Reproduce the records below exactly as they appear, starting at the line that contains "Identify each distant" and ending with the final line of the records.

_ _ _

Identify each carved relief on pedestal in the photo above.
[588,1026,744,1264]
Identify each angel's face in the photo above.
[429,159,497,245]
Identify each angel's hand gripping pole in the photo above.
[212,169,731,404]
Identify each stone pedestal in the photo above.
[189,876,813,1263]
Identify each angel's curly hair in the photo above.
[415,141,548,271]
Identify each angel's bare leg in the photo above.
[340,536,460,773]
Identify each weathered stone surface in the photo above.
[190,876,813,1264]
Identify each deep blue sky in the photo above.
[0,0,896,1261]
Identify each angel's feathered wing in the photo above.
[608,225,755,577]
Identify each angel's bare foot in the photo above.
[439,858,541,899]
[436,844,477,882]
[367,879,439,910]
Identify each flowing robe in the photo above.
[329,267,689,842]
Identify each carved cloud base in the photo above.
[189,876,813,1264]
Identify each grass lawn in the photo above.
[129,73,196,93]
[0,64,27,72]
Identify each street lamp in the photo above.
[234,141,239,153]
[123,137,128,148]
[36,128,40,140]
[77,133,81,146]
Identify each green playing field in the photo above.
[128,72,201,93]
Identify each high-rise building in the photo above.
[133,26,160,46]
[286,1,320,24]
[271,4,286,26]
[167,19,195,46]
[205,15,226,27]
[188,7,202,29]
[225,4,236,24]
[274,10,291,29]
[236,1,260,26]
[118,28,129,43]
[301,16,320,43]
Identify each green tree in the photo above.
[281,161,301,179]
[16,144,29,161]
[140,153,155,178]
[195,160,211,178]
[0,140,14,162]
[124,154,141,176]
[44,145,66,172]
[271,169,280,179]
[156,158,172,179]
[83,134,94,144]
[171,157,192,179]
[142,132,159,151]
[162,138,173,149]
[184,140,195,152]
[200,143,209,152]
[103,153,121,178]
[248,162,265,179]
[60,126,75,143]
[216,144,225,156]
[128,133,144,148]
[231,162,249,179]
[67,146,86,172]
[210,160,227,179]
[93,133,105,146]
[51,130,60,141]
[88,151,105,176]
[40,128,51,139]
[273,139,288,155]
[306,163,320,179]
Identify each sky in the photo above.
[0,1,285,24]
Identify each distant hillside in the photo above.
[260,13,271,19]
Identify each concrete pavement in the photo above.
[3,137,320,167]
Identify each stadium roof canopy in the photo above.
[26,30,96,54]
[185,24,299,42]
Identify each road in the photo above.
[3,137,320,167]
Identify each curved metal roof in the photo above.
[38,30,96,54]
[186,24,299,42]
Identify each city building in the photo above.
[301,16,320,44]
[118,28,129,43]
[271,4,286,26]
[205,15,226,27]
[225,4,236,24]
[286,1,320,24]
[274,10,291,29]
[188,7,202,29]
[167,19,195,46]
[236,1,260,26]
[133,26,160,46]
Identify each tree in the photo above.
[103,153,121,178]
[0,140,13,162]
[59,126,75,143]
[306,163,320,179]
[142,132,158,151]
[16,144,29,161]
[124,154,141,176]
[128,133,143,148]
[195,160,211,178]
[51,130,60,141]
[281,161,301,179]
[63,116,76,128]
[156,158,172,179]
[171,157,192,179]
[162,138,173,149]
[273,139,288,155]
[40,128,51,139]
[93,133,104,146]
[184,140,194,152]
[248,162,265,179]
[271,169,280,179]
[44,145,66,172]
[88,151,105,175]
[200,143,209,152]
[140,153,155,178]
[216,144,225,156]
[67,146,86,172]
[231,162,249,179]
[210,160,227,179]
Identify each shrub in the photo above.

_ _ _

## [Answer]
Identify each distant hillside in the photo above.
[260,13,271,19]
Identify each concrete pavement in the photo above.
[3,137,320,167]
Identify each stadium roof canopy in the photo above.
[26,30,96,54]
[185,24,299,42]
Identify each road in the photo above.
[3,137,320,167]
Identify each curved metal roof in the photo above.
[38,30,96,54]
[186,24,299,42]
Identify each city building in the photo above.
[301,16,320,44]
[118,28,129,43]
[271,4,286,26]
[205,15,226,27]
[225,4,236,24]
[286,1,320,24]
[274,10,291,29]
[188,7,202,29]
[167,19,195,46]
[236,1,260,26]
[133,26,160,46]
Identify each tree in the photo above.
[103,153,121,178]
[0,140,13,162]
[59,126,75,143]
[306,163,320,179]
[142,132,158,151]
[16,144,29,161]
[124,154,141,176]
[128,133,143,148]
[195,160,211,178]
[51,130,60,141]
[281,161,301,179]
[63,116,76,128]
[156,158,172,179]
[171,157,192,179]
[162,138,173,149]
[273,139,288,155]
[40,128,51,139]
[93,133,104,146]
[184,140,194,152]
[248,162,265,179]
[271,169,280,179]
[44,145,66,172]
[88,151,105,175]
[200,143,209,152]
[140,153,155,178]
[216,144,225,156]
[67,146,86,172]
[231,162,249,179]
[210,160,227,179]
Identify each shrub in the photo above.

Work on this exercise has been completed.